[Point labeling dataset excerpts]
⟨
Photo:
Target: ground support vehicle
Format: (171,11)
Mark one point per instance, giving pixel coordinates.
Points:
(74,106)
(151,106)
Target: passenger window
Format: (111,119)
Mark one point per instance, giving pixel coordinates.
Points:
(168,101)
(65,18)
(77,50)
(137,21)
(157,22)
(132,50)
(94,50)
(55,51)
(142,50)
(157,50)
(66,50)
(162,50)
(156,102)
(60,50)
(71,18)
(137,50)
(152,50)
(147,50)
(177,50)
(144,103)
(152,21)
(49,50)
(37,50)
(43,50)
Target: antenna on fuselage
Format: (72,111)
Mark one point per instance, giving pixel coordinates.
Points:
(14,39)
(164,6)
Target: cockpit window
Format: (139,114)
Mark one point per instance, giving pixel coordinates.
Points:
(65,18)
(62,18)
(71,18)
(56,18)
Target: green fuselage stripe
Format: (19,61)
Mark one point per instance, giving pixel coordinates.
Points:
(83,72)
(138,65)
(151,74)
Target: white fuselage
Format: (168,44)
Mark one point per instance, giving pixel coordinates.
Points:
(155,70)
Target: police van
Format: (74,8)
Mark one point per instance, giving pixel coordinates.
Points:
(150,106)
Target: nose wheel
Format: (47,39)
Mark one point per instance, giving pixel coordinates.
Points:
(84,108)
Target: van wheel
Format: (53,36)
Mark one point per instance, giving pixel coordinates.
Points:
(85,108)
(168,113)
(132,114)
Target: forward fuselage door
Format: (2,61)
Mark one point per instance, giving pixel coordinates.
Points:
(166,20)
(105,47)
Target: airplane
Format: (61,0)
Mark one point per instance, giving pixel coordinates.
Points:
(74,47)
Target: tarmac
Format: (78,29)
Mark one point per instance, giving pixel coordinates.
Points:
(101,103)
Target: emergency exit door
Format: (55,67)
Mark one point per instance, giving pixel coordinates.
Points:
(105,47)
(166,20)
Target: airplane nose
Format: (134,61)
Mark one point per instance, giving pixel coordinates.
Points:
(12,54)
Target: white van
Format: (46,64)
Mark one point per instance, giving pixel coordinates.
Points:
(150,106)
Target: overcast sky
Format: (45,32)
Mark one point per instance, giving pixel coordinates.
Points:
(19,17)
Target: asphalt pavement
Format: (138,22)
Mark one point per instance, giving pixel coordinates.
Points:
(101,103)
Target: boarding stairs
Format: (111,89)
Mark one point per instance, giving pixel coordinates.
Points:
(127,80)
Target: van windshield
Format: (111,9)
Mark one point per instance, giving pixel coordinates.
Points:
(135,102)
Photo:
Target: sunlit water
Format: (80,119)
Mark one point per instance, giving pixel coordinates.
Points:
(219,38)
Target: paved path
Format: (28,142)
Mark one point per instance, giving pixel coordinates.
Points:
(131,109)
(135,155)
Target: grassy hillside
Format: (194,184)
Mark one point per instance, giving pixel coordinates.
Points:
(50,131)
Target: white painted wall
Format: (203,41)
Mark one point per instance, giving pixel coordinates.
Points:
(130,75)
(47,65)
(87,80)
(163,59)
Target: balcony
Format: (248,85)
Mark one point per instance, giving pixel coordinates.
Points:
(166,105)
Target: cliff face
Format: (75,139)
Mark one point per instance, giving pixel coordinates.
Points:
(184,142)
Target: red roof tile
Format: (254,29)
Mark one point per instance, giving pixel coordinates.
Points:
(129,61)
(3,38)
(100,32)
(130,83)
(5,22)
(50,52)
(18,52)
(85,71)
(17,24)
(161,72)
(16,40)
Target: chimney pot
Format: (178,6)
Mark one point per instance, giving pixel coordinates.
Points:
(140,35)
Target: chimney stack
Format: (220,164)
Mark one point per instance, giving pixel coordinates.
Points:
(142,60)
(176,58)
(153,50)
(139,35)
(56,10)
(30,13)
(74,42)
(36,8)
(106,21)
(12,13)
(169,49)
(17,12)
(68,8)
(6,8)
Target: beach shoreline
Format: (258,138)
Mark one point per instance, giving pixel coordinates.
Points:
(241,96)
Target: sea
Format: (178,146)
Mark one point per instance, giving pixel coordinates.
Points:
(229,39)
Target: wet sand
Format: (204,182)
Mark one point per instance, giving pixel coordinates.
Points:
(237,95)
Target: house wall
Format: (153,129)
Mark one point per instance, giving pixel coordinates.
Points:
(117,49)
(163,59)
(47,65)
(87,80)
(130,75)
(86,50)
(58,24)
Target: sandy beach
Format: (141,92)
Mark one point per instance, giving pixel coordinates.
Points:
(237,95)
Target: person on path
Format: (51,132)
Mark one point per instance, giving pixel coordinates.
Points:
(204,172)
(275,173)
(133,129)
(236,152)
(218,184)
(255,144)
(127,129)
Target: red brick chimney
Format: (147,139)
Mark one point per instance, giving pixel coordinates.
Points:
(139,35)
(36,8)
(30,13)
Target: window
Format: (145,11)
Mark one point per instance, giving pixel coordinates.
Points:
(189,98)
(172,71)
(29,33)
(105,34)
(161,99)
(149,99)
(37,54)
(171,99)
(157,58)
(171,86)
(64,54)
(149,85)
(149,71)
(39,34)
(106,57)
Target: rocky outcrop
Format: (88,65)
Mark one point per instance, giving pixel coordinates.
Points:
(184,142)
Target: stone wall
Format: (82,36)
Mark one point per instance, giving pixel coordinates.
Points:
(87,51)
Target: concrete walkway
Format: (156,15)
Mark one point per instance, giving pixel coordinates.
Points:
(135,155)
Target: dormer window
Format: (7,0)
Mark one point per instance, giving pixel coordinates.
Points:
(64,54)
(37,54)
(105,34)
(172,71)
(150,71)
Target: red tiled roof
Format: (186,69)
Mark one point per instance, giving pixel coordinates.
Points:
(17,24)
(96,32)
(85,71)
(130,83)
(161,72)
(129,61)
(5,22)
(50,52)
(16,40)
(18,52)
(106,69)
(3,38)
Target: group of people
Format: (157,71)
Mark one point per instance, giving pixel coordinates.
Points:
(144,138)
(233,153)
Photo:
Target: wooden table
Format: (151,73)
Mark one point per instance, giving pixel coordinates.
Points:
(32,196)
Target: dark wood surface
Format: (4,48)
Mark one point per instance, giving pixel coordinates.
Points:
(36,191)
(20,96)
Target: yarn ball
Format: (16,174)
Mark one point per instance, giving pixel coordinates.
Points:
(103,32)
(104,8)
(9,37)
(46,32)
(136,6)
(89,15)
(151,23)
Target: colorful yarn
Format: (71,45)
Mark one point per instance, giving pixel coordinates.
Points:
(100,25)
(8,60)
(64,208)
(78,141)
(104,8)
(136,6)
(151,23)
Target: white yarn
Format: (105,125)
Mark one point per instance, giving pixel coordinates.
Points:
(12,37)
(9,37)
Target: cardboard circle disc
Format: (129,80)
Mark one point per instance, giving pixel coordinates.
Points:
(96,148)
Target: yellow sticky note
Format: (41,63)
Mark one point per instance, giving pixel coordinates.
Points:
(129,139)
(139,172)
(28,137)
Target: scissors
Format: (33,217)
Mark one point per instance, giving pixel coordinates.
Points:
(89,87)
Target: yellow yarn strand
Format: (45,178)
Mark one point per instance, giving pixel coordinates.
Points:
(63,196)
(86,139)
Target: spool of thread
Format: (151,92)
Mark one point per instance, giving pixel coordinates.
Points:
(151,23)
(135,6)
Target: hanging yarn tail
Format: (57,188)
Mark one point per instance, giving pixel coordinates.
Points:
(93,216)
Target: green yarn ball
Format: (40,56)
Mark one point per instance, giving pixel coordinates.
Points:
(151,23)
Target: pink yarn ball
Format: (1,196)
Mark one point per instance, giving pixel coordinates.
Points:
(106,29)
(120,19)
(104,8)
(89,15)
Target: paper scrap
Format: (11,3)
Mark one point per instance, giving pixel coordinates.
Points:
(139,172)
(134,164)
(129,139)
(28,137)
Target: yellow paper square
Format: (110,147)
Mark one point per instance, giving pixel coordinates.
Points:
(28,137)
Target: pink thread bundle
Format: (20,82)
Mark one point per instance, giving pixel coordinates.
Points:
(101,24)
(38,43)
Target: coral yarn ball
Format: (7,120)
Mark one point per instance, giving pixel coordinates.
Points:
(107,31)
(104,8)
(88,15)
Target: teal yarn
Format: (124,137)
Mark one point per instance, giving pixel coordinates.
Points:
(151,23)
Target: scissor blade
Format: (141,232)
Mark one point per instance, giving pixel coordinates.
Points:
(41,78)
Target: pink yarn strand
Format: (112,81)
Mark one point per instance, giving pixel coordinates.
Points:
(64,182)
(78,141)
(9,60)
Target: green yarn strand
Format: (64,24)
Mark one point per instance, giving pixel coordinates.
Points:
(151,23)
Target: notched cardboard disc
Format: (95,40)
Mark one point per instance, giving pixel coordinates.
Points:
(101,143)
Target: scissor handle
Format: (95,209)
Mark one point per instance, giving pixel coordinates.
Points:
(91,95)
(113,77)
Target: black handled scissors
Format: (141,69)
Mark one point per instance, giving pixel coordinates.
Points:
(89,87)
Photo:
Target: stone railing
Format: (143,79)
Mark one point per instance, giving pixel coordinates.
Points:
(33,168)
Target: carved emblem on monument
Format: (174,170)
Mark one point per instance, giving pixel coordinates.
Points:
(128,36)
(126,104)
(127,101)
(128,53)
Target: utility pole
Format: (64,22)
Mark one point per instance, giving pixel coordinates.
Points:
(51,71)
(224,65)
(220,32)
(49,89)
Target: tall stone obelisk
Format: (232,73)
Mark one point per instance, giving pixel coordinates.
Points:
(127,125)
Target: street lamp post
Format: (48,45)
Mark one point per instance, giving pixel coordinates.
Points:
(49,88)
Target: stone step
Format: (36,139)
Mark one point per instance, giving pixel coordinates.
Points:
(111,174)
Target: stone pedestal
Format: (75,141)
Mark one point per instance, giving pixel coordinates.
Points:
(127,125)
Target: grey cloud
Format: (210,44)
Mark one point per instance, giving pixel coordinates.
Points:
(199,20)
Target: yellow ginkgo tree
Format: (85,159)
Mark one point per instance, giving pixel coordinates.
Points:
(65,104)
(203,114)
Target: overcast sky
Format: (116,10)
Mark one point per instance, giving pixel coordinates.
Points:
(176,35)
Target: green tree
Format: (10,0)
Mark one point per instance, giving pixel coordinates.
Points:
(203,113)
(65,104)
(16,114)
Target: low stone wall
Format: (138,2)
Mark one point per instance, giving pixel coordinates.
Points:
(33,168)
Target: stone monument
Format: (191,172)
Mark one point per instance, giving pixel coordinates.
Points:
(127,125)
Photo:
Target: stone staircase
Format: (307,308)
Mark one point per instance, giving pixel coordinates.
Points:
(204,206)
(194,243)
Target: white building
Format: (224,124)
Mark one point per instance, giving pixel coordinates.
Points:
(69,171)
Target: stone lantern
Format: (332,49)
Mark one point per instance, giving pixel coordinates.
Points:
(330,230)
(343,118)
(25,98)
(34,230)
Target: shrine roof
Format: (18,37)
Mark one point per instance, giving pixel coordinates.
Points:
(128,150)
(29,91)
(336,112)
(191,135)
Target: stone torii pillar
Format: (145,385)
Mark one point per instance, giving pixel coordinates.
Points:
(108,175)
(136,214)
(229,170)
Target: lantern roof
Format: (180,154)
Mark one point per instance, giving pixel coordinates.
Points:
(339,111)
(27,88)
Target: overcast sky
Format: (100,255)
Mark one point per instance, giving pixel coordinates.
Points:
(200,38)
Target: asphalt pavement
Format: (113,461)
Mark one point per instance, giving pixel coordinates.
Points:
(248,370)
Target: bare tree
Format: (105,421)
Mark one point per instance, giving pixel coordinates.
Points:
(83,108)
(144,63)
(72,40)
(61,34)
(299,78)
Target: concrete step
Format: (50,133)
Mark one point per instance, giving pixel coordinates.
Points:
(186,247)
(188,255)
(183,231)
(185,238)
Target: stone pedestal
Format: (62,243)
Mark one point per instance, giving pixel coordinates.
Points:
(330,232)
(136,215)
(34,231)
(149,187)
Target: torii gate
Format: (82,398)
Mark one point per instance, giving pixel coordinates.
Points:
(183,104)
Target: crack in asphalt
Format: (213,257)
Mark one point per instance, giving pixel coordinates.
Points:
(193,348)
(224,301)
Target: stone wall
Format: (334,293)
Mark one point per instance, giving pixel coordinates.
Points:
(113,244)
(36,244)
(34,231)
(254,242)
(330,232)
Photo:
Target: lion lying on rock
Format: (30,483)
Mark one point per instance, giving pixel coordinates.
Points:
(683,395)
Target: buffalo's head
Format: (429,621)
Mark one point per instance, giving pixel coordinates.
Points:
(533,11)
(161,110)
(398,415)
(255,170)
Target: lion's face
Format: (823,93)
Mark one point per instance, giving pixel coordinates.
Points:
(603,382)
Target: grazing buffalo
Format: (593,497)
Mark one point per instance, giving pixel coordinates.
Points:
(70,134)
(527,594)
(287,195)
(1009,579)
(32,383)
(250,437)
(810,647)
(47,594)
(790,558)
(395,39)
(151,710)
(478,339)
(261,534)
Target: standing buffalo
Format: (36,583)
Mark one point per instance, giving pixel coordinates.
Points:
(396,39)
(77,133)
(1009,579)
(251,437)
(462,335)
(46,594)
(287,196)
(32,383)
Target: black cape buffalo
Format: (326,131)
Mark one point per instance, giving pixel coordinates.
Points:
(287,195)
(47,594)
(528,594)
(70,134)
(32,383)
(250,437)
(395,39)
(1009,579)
⟩
Goal: Return, word for word, the part of the material that opens with the line containing "Target: torii gate" and runs through the end of the material, including both ends.

Worked solution:
Target: torii gate
Format: (82,398)
Mark one point per instance, giving pixel coordinates.
Points:
(183,104)
Target: crack in asphalt
Format: (213,257)
Mark one point per instance, giving pixel coordinates.
Points:
(193,348)
(224,301)
Target: stone wall
Format: (334,293)
Mark one point per instance, giving pixel coordinates.
Points:
(113,244)
(36,244)
(34,231)
(254,242)
(330,232)
Photo:
Target: lion lying on rock
Format: (30,483)
Mark one point per instance, giving pixel coordinates.
Points:
(683,395)
Target: buffalo's head
Format: (429,621)
Mark one point per instance, giving pixel coordinates.
Points:
(533,11)
(161,110)
(398,415)
(255,170)
Target: lion's face
Format: (823,93)
Mark one point per instance, giving pixel coordinates.
Points:
(603,382)
Target: grazing buffalo
Format: (593,497)
Mark one point per instance, giving pixel coordinates.
Points:
(70,134)
(527,594)
(287,195)
(1009,579)
(32,383)
(250,437)
(810,647)
(47,594)
(790,558)
(395,39)
(151,710)
(478,339)
(261,534)
Target: standing buffalo
Format: (36,583)
Mark one point per instance, giving pixel coordinates.
Points:
(396,39)
(77,133)
(1009,579)
(251,437)
(462,335)
(46,594)
(287,196)
(32,383)
Target: black cape buffalo
Format: (326,131)
Mark one point per instance, giving pixel coordinates.
Points:
(287,195)
(47,594)
(528,594)
(70,134)
(32,383)
(250,437)
(395,39)
(1009,579)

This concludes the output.